▶ **Extract to read**

----

N-Prolenta, Banana Island: Hublots (2017).
Production still from online performance.
Artists discuss the politics and aesthetics of black portraiture after the internet. Published alongside the online exhibition First Look: New Black Portraitures, copresented by Rhizome and the New Museum.
What is the future of the black image?
Pastiche Lumumba: The future of the black image is generative, autonomous, ephemeral.
Rindon Johnson: I can’t be sure. In relation to this idea of future, I have been thinking a lot recently about the entertainment value of blackness. Like this implication of mobility through entertainment, furthered by the using of things that might be considered stereotypically black to sell an idea about blackness or to sell something… How does the entertainer fit into this painful puzzle of systemic oppression manifest everywhere from the very language we speak to police killings. I’m going to guess that the future of the black image is directly related to the future of capitalism as the black american identity exists and is maintained by capitalism, like every other identity, I mean like everything else. So if capitalism is reoriented, what are we left with?
I was watching this house show recently like a reno build show and this renegade white architect painted the entire house black and in that classic reality tv way the producers really focused on it, this was “black interior guy” and of course you know the house comes out totally beautiful, just extraordinary, reflexive and incredible. They toured the house and kept saying how warm the black felt. Then he said this thing that was like, “I am not afraid of black” and I just had this flashback to Get Out where this old white guy tells the main character “Black is in!”, and I just thought “is this what is next for black?”

----

▶ **Set exercise A**
Edit the records so that each "photo" becomes "image", and leave everything else unchanged.
The text above has no connection to the records.

----

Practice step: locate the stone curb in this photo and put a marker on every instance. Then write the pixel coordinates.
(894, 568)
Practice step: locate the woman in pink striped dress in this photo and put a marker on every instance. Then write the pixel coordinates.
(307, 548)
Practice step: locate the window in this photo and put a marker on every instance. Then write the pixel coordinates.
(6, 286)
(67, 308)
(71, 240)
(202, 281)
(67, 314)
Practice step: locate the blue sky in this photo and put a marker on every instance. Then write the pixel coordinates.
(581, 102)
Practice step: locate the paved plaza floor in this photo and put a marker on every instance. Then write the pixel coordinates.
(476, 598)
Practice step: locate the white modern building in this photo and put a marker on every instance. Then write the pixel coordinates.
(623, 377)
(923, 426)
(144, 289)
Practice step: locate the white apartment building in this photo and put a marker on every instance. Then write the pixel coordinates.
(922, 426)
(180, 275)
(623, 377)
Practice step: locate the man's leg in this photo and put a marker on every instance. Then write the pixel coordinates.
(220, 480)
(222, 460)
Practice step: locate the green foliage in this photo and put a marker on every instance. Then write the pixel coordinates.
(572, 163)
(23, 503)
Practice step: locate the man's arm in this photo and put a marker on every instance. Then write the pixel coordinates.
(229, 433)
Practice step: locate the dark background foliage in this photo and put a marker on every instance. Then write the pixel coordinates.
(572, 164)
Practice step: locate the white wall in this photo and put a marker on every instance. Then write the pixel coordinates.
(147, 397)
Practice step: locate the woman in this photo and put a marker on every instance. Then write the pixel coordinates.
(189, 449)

----

▶ **Set exercise B**
Write out the whole discussion of black portraiture again, word for word.

▶ **Exercise output A**
Practice step: locate the stone curb in this image and put a marker on every instance. Then write the pixel coordinates.
(894, 568)
Practice step: locate the woman in pink striped dress in this image and put a marker on every instance. Then write the pixel coordinates.
(307, 548)
Practice step: locate the window in this image and put a marker on every instance. Then write the pixel coordinates.
(6, 286)
(67, 308)
(71, 240)
(202, 281)
(67, 314)
Practice step: locate the blue sky in this image and put a marker on every instance. Then write the pixel coordinates.
(581, 102)
Practice step: locate the paved plaza floor in this image and put a marker on every instance. Then write the pixel coordinates.
(476, 598)
Practice step: locate the white modern building in this image and put a marker on every instance. Then write the pixel coordinates.
(623, 377)
(923, 426)
(144, 289)
Practice step: locate the white apartment building in this image and put a marker on every instance. Then write the pixel coordinates.
(922, 426)
(180, 275)
(623, 377)
Practice step: locate the man's leg in this image and put a marker on every instance. Then write the pixel coordinates.
(220, 480)
(222, 460)
Practice step: locate the green foliage in this image and put a marker on every instance. Then write the pixel coordinates.
(572, 163)
(23, 503)
Practice step: locate the man's arm in this image and put a marker on every instance. Then write the pixel coordinates.
(229, 433)
Practice step: locate the dark background foliage in this image and put a marker on every instance. Then write the pixel coordinates.
(572, 164)
Practice step: locate the white wall in this image and put a marker on every instance. Then write the pixel coordinates.
(147, 397)
Practice step: locate the woman in this image and put a marker on every instance. Then write the pixel coordinates.
(189, 449)

▶ **Exercise output B**
N-Prolenta, Banana Island: Hublots (2017).
Production still from online performance.
Artists discuss the politics and aesthetics of black portraiture after the internet. Published alongside the online exhibition First Look: New Black Portraitures, copresented by Rhizome and the New Museum.
What is the future of the black image?
Pastiche Lumumba: The future of the black image is generative, autonomous, ephemeral.
Rindon Johnson: I can’t be sure. In relation to this idea of future, I have been thinking a lot recently about the entertainment value of blackness. Like this implication of mobility through entertainment, furthered by the using of things that might be considered stereotypically black to sell an idea about blackness or to sell something… How does the entertainer fit into this painful puzzle of systemic oppression manifest everywhere from the very language we speak to police killings. I’m going to guess that the future of the black image is directly related to the future of capitalism as the black american identity exists and is maintained by capitalism, like every other identity, I mean like everything else. So if capitalism is reoriented, what are we left with?
I was watching this house show recently like a reno build show and this renegade white architect painted the entire house black and in that classic reality tv way the producers really focused on it, this was “black interior guy” and of course you know the house comes out totally beautiful, just extraordinary, reflexive and incredible. They toured the house and kept saying how warm the black felt. Then he said this thing that was like, “I am not afraid of black” and I just had this flashback to Get Out where this old white guy tells the main character “Black is in!”, and I just thought “is this what is next for black?”